| PROBLEM REQUIREMENTS |
Answer these from the discussion about dark energy and life's meaning:
(a) What share of the universe are dark energy and dark matter together estimated to make up?
(b) Who will eventually figure out what is causing the universe's accelerating expansion?
(c) On which page of Joad's book is his one-liner found?

| SELECTED TEXT |
-.-.-
It has been hypothesised that something called ‘dark energy’ and ‘dark matter’, together estimated to make up some 95 percent! of the universe, results in ‘repulsive gravity’ (vice what we normally think of as attractive gravity) — pushing stuff away from each other, faster and faster. But science hasn’t yet confirmed the presence of dark energy and dark matter, or what precisely they comprise. They’re working on it. Hence why it’s a hypothesis — or, if you’d prefer the parlance we’re using here, a gap.

But it will be astrophysicists, using the scientific method, who eventually figure out what’s causing the universe’s accelerating expansion. That is, astrophysicists will either confirm the hypothesis, or reject it and decide to develop another, until finally science has confirmably filled the gap. I submit what I’ve just described, related to science’s searches for knowledge and understanding, is very different than the ‘god of the gaps’ method.

Keith said...

You asked me, Thomas, do the ‘gaps in what we currently know and understand . . . include constructs such as meaning or purpose?’ Indeed. And I would humbly go a step further by proposing that life’s meaning and purpose are not just unknown, but arguably unknowable. At least, not in any confirmable, universal sense. As a result, each individual is free to fill those gaps to his or her liking — with the rare, feel-good luxury of knowing that no one can either prove or disprove what one’s imagination might conjure regarding life’s meaning or purpose. In that vein, I suggest that religion and science might have each other as companions, neither able to provide proof or disproof of life’s meaning.

I might extend this thought experiment one additional step: that even if one presumes the existence of a god, humankind might still not have purpose or meaning. My concern, in this regard, is that we (instinctively) lean toward self-exceptionalism and hubris and conceit when we assume that a god might have created/designed us with purpose or meaning. After all, conceivably perhaps not. It’s not a given. Perhaps we’re incidental. Perhaps we just ‘are’ — learning about ourselves and the cosmos in the journey. Perhaps the exciting ride on one of the universe’s planets, as the universe hurtles faster and faster outwards toward the eventual terminal point of ‘entropic equilibrium’, is enough. We’ll never know. So perhaps, in the meantime, we simply owe humanity the best we can offer, modestly to improve the lot of family, friends, and community — in the now, and of future generations.

Richard W. Symonds said...

Joad has a show-stopping one-liner to people with ideas like Keith - to be found in the penultimate page of his book under discussion:

"Such a view is, I dare say, quite easy to believe but...it is, for me, put out of court by one overwhelming deficiency - I do not see how it can possibly affect one's life"
-.-.-
| MATERIAL PROVIDED |
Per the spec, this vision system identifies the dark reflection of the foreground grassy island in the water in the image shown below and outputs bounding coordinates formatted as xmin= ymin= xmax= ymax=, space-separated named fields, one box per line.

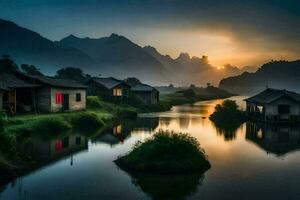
xmin=130 ymin=173 xmax=204 ymax=200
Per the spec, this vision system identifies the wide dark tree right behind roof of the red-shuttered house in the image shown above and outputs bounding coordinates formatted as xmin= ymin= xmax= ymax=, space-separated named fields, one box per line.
xmin=55 ymin=67 xmax=91 ymax=83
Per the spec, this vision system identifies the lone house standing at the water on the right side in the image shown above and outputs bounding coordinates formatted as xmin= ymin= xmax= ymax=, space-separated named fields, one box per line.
xmin=245 ymin=88 xmax=300 ymax=123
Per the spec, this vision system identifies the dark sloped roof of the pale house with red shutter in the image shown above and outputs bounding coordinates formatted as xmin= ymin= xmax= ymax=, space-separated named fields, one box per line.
xmin=25 ymin=75 xmax=86 ymax=88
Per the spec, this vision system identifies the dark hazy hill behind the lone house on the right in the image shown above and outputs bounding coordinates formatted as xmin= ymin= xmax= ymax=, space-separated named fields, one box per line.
xmin=219 ymin=60 xmax=300 ymax=94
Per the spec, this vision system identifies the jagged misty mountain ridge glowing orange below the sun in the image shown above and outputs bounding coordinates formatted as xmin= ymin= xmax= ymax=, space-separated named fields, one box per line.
xmin=143 ymin=46 xmax=242 ymax=85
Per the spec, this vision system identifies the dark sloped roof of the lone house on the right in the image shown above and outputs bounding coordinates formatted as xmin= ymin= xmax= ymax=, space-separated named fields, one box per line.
xmin=245 ymin=88 xmax=300 ymax=104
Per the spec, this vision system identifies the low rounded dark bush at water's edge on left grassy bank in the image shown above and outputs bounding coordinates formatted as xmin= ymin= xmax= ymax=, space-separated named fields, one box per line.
xmin=71 ymin=112 xmax=104 ymax=131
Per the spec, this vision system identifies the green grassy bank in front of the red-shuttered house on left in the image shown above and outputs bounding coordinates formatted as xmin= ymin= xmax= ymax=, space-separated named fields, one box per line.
xmin=0 ymin=96 xmax=137 ymax=136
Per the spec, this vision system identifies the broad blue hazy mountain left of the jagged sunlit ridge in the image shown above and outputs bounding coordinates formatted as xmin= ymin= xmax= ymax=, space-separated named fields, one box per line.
xmin=57 ymin=34 xmax=168 ymax=83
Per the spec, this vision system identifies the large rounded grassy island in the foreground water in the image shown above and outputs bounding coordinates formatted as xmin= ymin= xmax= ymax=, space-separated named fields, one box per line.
xmin=115 ymin=130 xmax=211 ymax=174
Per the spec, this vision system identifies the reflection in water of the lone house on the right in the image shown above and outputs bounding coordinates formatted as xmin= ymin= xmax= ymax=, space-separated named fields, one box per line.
xmin=246 ymin=123 xmax=300 ymax=156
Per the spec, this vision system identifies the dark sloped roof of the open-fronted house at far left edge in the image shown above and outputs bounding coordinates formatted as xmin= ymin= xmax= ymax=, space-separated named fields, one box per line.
xmin=0 ymin=72 xmax=38 ymax=90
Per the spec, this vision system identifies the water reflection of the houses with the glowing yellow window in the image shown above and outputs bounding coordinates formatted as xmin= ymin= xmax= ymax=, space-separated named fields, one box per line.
xmin=94 ymin=118 xmax=158 ymax=146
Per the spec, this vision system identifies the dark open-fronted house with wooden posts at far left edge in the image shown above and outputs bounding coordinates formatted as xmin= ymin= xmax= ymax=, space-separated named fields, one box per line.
xmin=0 ymin=73 xmax=38 ymax=114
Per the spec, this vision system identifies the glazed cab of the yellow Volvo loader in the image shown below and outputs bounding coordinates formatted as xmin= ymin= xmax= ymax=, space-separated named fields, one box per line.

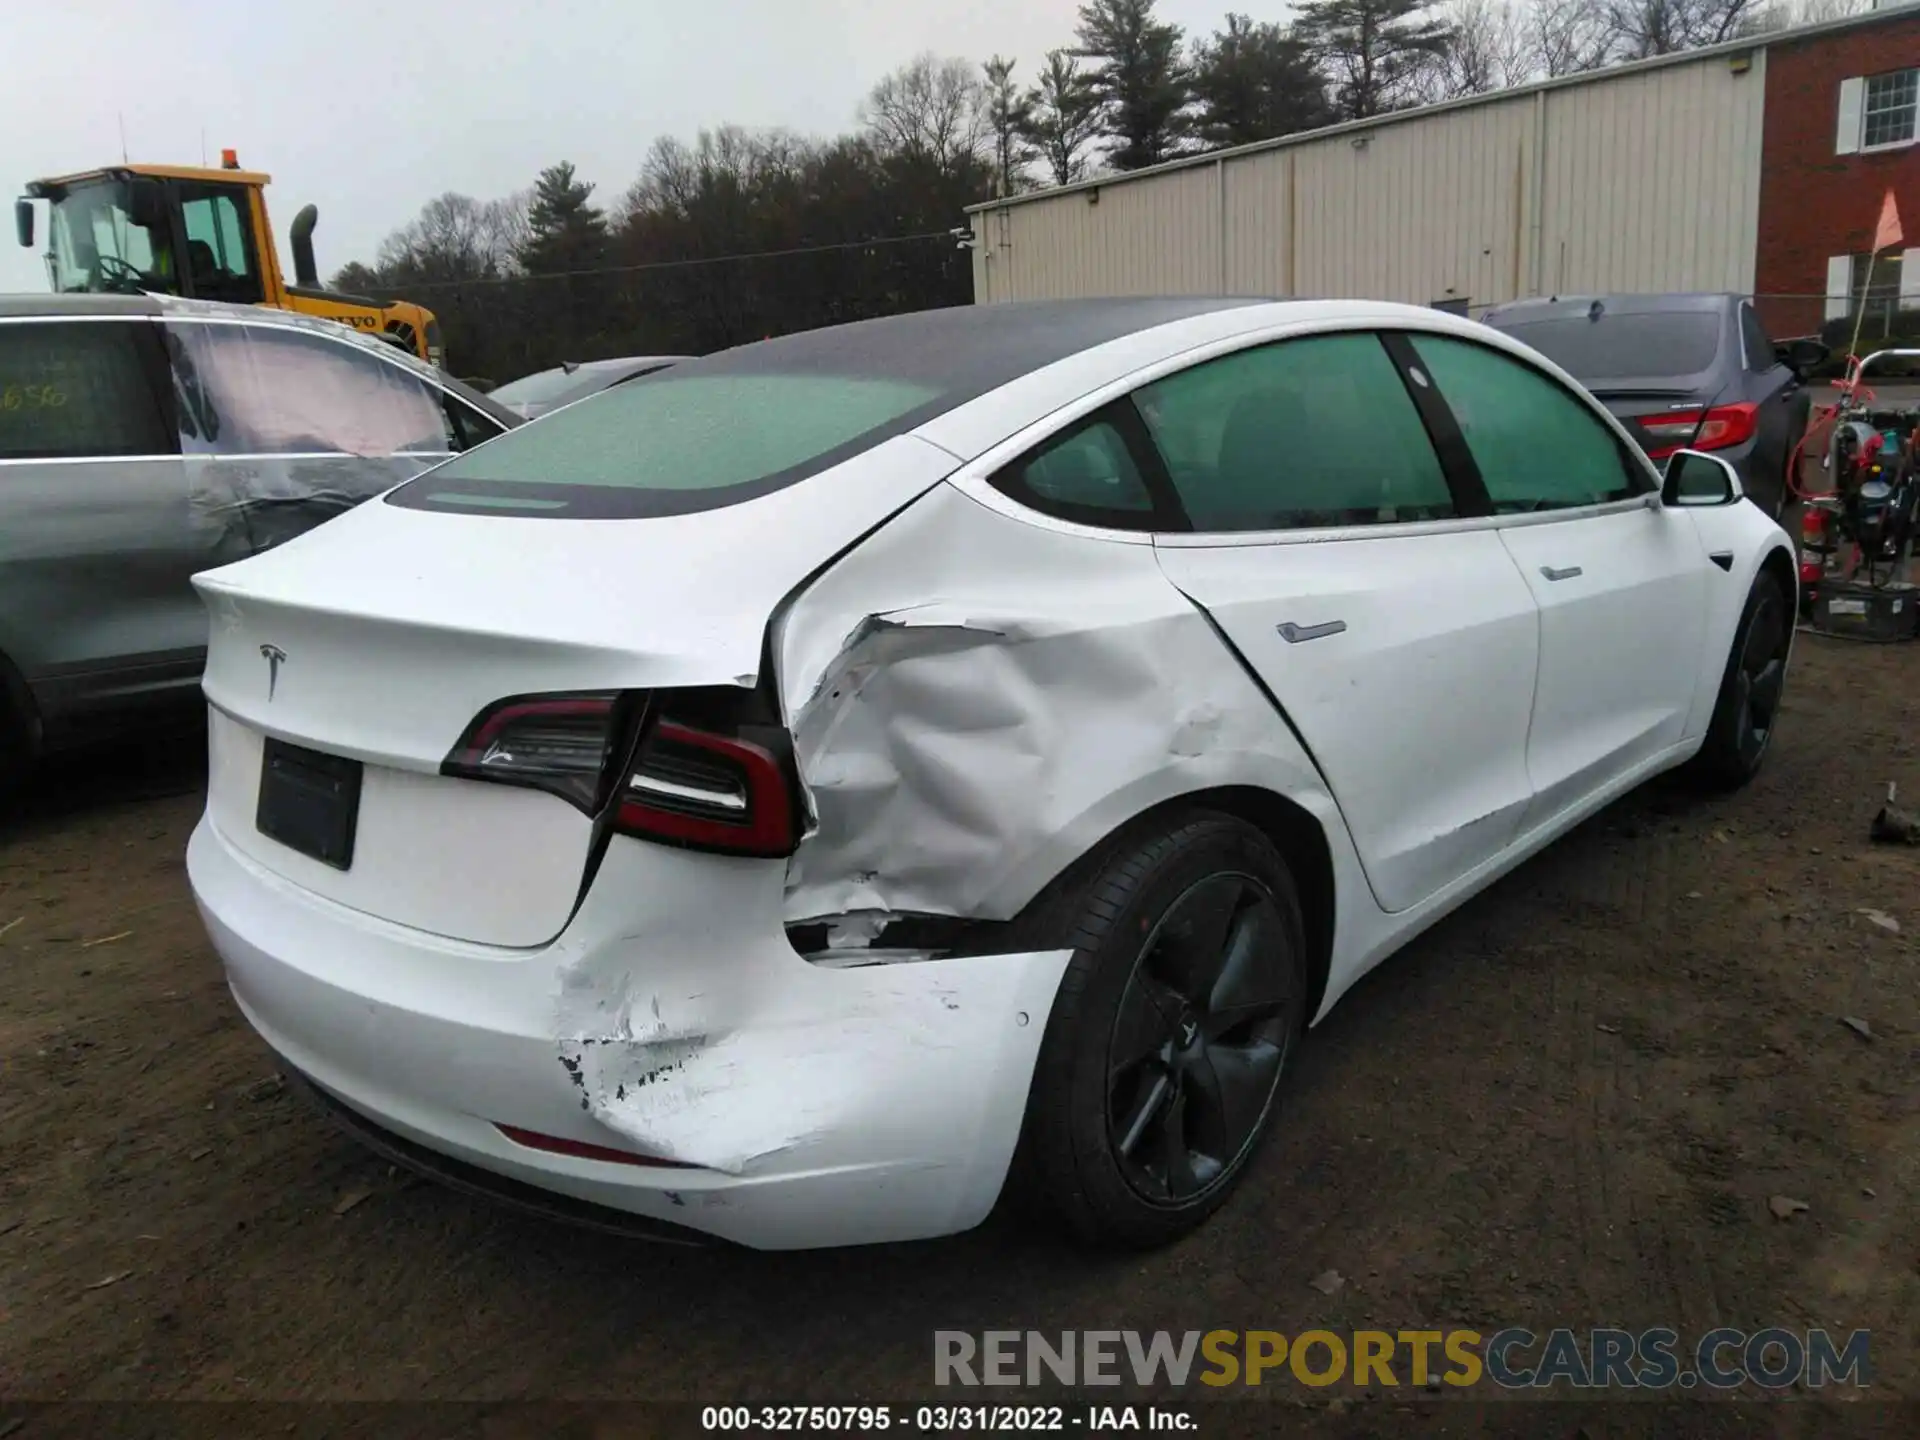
xmin=21 ymin=167 xmax=284 ymax=305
-.-.-
| RESULT FOR THIS EXERCISE |
(a) Some 95 percent.
(b) Astrophysicists, using the scientific method.
(c) The penultimate page.